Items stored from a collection
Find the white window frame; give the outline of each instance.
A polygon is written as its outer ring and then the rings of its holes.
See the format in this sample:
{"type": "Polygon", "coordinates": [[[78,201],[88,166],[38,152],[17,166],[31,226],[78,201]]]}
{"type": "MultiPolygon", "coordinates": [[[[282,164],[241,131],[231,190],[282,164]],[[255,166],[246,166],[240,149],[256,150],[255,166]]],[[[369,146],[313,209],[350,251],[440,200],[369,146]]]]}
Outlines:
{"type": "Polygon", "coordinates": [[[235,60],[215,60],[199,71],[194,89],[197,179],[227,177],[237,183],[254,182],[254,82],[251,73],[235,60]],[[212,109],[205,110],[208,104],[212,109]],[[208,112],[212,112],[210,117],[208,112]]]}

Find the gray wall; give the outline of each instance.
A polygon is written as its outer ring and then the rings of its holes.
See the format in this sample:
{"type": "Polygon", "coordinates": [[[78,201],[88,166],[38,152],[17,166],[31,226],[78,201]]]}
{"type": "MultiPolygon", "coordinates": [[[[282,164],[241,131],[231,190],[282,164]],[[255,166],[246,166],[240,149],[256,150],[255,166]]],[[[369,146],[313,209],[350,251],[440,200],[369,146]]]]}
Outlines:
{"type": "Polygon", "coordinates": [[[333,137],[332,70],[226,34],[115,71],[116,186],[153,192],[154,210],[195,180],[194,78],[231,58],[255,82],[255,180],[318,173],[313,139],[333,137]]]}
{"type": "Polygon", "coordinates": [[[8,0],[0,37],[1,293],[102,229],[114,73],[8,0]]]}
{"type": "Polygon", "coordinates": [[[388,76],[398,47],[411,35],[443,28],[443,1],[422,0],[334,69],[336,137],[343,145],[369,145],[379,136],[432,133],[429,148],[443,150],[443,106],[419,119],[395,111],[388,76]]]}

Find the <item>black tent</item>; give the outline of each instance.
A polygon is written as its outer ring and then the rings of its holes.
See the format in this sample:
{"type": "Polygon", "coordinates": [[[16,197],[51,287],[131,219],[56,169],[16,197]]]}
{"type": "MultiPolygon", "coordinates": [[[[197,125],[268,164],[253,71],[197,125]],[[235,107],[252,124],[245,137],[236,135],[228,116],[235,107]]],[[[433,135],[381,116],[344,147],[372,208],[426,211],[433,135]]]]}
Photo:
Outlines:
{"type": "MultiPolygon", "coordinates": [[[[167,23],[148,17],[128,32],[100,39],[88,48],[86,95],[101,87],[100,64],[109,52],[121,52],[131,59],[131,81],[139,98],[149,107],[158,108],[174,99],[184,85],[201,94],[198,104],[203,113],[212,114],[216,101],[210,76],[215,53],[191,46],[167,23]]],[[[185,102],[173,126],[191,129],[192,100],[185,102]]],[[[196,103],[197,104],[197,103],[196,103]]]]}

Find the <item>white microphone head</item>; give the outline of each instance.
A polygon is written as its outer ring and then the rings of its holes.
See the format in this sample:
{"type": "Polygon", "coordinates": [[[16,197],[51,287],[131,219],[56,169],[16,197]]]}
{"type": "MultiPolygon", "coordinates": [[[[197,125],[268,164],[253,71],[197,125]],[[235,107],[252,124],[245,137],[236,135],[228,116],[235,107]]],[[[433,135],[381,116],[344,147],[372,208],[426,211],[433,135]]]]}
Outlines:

Request: Please reproduce all of the material above line for line, with nothing changed.

Response to this task:
Find the white window frame; give the outline of each instance.
A polygon is written as its outer ring and then the rings of its holes.
See the format in this sample:
{"type": "Polygon", "coordinates": [[[78,201],[88,166],[38,152],[17,166],[31,226],[78,201]]]}
{"type": "MultiPolygon", "coordinates": [[[[282,164],[241,131],[231,190],[282,164]],[[255,166],[246,166],[240,149],[256,150],[255,166]]],[[[369,146],[313,209],[350,251],[440,200],[369,146]]]]}
Outlines:
{"type": "Polygon", "coordinates": [[[235,60],[215,60],[199,71],[194,89],[197,179],[227,177],[237,183],[254,182],[254,82],[251,73],[235,60]],[[212,109],[205,110],[208,104],[212,109]],[[208,112],[212,112],[210,117],[208,112]]]}

Find the gray wall; give the outline of each instance.
A polygon is written as its outer ring and then the rings of its holes.
See the format in this sample:
{"type": "Polygon", "coordinates": [[[78,201],[88,166],[38,152],[17,166],[31,226],[78,201]]]}
{"type": "MultiPolygon", "coordinates": [[[[282,164],[241,131],[231,190],[282,164]],[[255,166],[246,166],[240,149],[256,150],[255,166]]],[[[369,146],[313,209],[350,251],[440,200],[369,146]]]]}
Outlines:
{"type": "Polygon", "coordinates": [[[333,137],[332,70],[226,34],[115,71],[116,186],[153,192],[154,210],[195,180],[194,78],[231,58],[255,82],[255,180],[318,173],[313,139],[333,137]]]}
{"type": "Polygon", "coordinates": [[[8,0],[0,37],[1,293],[102,229],[114,73],[8,0]]]}
{"type": "Polygon", "coordinates": [[[388,76],[398,47],[411,35],[443,28],[443,1],[422,0],[334,69],[336,137],[343,145],[369,145],[379,136],[432,133],[429,148],[443,150],[443,106],[419,119],[395,111],[388,76]]]}

Find the <item>black tent</item>; give the outline of each instance.
A polygon is written as its outer ring and then the rings of its holes.
See the format in this sample:
{"type": "Polygon", "coordinates": [[[16,197],[51,287],[131,219],[56,169],[16,197]]]}
{"type": "MultiPolygon", "coordinates": [[[[197,125],[268,164],[253,71],[197,125]],[[235,107],[252,124],[245,137],[236,135],[228,116],[235,107]]],[[[433,135],[381,116],[344,147],[372,208],[426,211],[433,135]]]]}
Photo:
Outlines:
{"type": "MultiPolygon", "coordinates": [[[[167,23],[148,17],[128,32],[100,39],[88,48],[86,95],[101,87],[100,64],[109,52],[121,52],[131,59],[131,81],[139,98],[149,107],[158,108],[174,99],[184,85],[201,94],[198,104],[203,113],[212,114],[216,101],[210,76],[215,53],[191,46],[167,23]]],[[[185,102],[173,126],[191,129],[192,100],[185,102]]],[[[196,103],[197,104],[197,103],[196,103]]]]}

Find the <item>white microphone head</item>; give the outline of each instance.
A polygon is written as its outer ring and then the rings of its holes.
See the format in this sample:
{"type": "Polygon", "coordinates": [[[16,197],[51,287],[131,219],[56,169],[16,197]]]}
{"type": "MultiPolygon", "coordinates": [[[[197,125],[268,164],[253,71],[197,125]],[[235,107],[252,124],[245,137],[236,135],[228,116],[235,107]]],[[[433,135],[381,116],[344,147],[372,208],[426,211],[433,135]]]]}
Outlines:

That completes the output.